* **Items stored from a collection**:
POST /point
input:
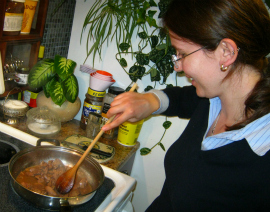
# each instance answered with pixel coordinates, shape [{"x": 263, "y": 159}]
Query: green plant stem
[{"x": 159, "y": 140}]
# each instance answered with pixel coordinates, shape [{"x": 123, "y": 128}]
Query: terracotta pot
[{"x": 67, "y": 111}]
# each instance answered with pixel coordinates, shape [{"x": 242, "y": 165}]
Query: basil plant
[{"x": 56, "y": 78}]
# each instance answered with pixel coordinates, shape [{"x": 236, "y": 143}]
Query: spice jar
[
  {"x": 13, "y": 17},
  {"x": 109, "y": 97},
  {"x": 22, "y": 76},
  {"x": 93, "y": 125},
  {"x": 43, "y": 122},
  {"x": 92, "y": 103}
]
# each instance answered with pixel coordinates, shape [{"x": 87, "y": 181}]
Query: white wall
[{"x": 147, "y": 170}]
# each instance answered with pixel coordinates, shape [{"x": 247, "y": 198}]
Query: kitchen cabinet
[{"x": 24, "y": 47}]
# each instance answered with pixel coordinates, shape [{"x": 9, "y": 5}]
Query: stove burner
[{"x": 7, "y": 150}]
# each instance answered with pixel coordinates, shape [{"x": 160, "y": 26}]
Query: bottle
[
  {"x": 92, "y": 103},
  {"x": 21, "y": 75},
  {"x": 13, "y": 17},
  {"x": 109, "y": 97},
  {"x": 93, "y": 125},
  {"x": 29, "y": 12},
  {"x": 128, "y": 132},
  {"x": 41, "y": 52}
]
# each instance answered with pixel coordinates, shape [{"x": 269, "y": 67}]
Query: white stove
[{"x": 119, "y": 199}]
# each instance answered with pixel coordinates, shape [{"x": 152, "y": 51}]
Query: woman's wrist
[{"x": 163, "y": 100}]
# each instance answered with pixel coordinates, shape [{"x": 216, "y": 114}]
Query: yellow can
[{"x": 128, "y": 133}]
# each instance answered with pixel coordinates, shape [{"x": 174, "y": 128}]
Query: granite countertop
[{"x": 122, "y": 153}]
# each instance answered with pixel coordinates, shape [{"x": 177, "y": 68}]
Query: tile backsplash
[{"x": 58, "y": 28}]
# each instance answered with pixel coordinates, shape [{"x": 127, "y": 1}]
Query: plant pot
[{"x": 67, "y": 111}]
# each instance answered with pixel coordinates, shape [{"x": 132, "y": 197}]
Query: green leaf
[
  {"x": 154, "y": 74},
  {"x": 154, "y": 41},
  {"x": 141, "y": 16},
  {"x": 71, "y": 88},
  {"x": 57, "y": 92},
  {"x": 142, "y": 59},
  {"x": 41, "y": 73},
  {"x": 151, "y": 22},
  {"x": 152, "y": 3},
  {"x": 146, "y": 5},
  {"x": 124, "y": 46},
  {"x": 148, "y": 88},
  {"x": 151, "y": 13},
  {"x": 162, "y": 147},
  {"x": 167, "y": 124},
  {"x": 142, "y": 35},
  {"x": 64, "y": 67},
  {"x": 145, "y": 151},
  {"x": 267, "y": 2},
  {"x": 46, "y": 90},
  {"x": 123, "y": 62},
  {"x": 169, "y": 86},
  {"x": 136, "y": 72}
]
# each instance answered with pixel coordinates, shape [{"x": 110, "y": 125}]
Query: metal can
[
  {"x": 92, "y": 103},
  {"x": 109, "y": 97}
]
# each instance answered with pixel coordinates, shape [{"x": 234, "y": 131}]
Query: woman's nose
[{"x": 178, "y": 67}]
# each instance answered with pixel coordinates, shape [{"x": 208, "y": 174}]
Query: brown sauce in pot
[{"x": 41, "y": 179}]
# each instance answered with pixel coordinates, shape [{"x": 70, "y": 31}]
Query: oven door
[{"x": 120, "y": 197}]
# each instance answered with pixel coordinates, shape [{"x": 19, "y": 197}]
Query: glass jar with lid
[
  {"x": 43, "y": 122},
  {"x": 13, "y": 17},
  {"x": 93, "y": 125}
]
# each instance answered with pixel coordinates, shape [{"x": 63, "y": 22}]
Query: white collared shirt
[{"x": 256, "y": 133}]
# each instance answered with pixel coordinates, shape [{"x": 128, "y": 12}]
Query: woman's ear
[{"x": 228, "y": 52}]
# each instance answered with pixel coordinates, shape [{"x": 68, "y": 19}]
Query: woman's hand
[{"x": 131, "y": 106}]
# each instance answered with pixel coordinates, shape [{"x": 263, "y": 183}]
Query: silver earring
[
  {"x": 223, "y": 68},
  {"x": 233, "y": 52}
]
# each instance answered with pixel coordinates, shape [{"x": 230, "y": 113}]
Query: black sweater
[{"x": 229, "y": 178}]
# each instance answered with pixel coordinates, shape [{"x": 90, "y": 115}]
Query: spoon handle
[{"x": 99, "y": 135}]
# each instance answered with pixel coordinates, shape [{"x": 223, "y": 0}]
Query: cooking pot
[{"x": 35, "y": 155}]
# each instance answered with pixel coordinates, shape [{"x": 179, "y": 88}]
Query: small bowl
[{"x": 15, "y": 108}]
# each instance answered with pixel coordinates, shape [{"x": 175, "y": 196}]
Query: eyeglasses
[{"x": 175, "y": 58}]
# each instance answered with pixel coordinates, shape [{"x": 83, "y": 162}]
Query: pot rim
[{"x": 60, "y": 148}]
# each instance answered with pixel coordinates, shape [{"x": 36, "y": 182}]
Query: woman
[{"x": 221, "y": 162}]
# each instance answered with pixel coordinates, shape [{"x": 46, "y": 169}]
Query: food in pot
[{"x": 41, "y": 179}]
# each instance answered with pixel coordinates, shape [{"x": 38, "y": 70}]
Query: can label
[
  {"x": 96, "y": 93},
  {"x": 87, "y": 108},
  {"x": 13, "y": 21},
  {"x": 128, "y": 133}
]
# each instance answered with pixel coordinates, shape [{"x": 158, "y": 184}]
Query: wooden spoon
[{"x": 65, "y": 182}]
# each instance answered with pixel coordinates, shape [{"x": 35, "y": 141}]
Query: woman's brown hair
[{"x": 246, "y": 22}]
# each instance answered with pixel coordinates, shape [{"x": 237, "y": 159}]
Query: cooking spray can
[{"x": 128, "y": 132}]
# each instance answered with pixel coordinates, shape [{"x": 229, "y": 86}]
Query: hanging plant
[{"x": 120, "y": 20}]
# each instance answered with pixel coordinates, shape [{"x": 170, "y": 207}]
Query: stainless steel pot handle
[
  {"x": 65, "y": 206},
  {"x": 53, "y": 141}
]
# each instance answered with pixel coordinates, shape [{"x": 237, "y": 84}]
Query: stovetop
[{"x": 12, "y": 202}]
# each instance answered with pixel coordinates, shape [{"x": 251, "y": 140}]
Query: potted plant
[{"x": 60, "y": 86}]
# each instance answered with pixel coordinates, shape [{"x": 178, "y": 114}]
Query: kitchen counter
[{"x": 123, "y": 155}]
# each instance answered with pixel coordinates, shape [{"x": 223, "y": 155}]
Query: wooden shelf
[{"x": 34, "y": 38}]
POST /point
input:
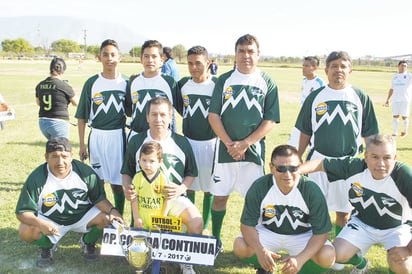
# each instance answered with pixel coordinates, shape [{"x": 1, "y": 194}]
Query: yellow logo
[
  {"x": 49, "y": 200},
  {"x": 228, "y": 92},
  {"x": 321, "y": 108},
  {"x": 98, "y": 98},
  {"x": 357, "y": 188},
  {"x": 269, "y": 211},
  {"x": 186, "y": 101},
  {"x": 135, "y": 97}
]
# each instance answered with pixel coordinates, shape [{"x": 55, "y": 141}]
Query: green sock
[
  {"x": 43, "y": 242},
  {"x": 337, "y": 230},
  {"x": 192, "y": 196},
  {"x": 217, "y": 222},
  {"x": 93, "y": 235},
  {"x": 119, "y": 201},
  {"x": 311, "y": 267},
  {"x": 207, "y": 207},
  {"x": 251, "y": 261},
  {"x": 357, "y": 261}
]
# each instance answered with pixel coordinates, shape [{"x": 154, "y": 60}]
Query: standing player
[
  {"x": 147, "y": 85},
  {"x": 401, "y": 92},
  {"x": 310, "y": 82},
  {"x": 380, "y": 190},
  {"x": 101, "y": 105},
  {"x": 243, "y": 110},
  {"x": 334, "y": 119},
  {"x": 194, "y": 100}
]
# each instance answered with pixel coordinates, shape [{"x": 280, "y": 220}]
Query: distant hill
[{"x": 42, "y": 31}]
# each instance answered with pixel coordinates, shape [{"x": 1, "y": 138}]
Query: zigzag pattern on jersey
[
  {"x": 283, "y": 216},
  {"x": 105, "y": 107},
  {"x": 61, "y": 207},
  {"x": 337, "y": 112},
  {"x": 190, "y": 111},
  {"x": 372, "y": 202},
  {"x": 242, "y": 97}
]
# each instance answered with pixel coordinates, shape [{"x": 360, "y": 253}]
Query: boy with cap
[{"x": 59, "y": 196}]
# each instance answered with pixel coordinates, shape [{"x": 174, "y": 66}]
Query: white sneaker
[
  {"x": 356, "y": 270},
  {"x": 338, "y": 266},
  {"x": 187, "y": 269}
]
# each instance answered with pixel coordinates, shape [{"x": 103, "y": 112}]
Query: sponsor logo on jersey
[
  {"x": 186, "y": 101},
  {"x": 49, "y": 200},
  {"x": 357, "y": 187},
  {"x": 135, "y": 97},
  {"x": 98, "y": 98},
  {"x": 321, "y": 108},
  {"x": 269, "y": 211},
  {"x": 228, "y": 92}
]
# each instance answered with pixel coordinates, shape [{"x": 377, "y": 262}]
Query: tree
[
  {"x": 18, "y": 46},
  {"x": 65, "y": 46},
  {"x": 180, "y": 52}
]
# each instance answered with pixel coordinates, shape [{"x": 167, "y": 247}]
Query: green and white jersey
[
  {"x": 243, "y": 101},
  {"x": 337, "y": 120},
  {"x": 301, "y": 210},
  {"x": 141, "y": 90},
  {"x": 178, "y": 156},
  {"x": 150, "y": 197},
  {"x": 193, "y": 104},
  {"x": 101, "y": 103},
  {"x": 64, "y": 201},
  {"x": 382, "y": 204}
]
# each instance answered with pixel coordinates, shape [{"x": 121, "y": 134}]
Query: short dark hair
[
  {"x": 152, "y": 147},
  {"x": 198, "y": 50},
  {"x": 284, "y": 151},
  {"x": 335, "y": 55},
  {"x": 57, "y": 66},
  {"x": 158, "y": 101},
  {"x": 247, "y": 39},
  {"x": 109, "y": 42},
  {"x": 151, "y": 44},
  {"x": 314, "y": 60}
]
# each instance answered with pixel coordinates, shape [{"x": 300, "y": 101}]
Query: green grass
[{"x": 22, "y": 149}]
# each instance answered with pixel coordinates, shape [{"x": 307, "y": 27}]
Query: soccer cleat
[
  {"x": 356, "y": 270},
  {"x": 89, "y": 251},
  {"x": 262, "y": 271},
  {"x": 46, "y": 257},
  {"x": 187, "y": 269}
]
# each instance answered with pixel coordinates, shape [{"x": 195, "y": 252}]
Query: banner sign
[{"x": 166, "y": 246}]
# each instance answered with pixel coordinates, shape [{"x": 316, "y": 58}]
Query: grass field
[{"x": 22, "y": 149}]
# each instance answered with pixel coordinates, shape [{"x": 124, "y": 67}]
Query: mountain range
[{"x": 43, "y": 30}]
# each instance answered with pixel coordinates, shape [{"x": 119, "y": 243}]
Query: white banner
[{"x": 166, "y": 246}]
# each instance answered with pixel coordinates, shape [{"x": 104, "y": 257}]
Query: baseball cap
[{"x": 58, "y": 144}]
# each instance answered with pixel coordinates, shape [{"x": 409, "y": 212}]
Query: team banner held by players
[{"x": 166, "y": 246}]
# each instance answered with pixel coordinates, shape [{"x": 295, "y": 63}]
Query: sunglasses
[{"x": 283, "y": 169}]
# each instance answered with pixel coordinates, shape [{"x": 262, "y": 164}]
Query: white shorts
[
  {"x": 363, "y": 236},
  {"x": 401, "y": 108},
  {"x": 292, "y": 244},
  {"x": 80, "y": 226},
  {"x": 237, "y": 176},
  {"x": 106, "y": 154},
  {"x": 204, "y": 153},
  {"x": 336, "y": 193},
  {"x": 178, "y": 205}
]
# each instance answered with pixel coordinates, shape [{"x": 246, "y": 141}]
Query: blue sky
[{"x": 287, "y": 28}]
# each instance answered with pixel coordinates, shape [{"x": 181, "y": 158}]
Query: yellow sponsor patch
[{"x": 49, "y": 200}]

* **Objective**:
Count the lines in the material above that contain the string "green", and state only the resulting number.

* **Correct result**:
5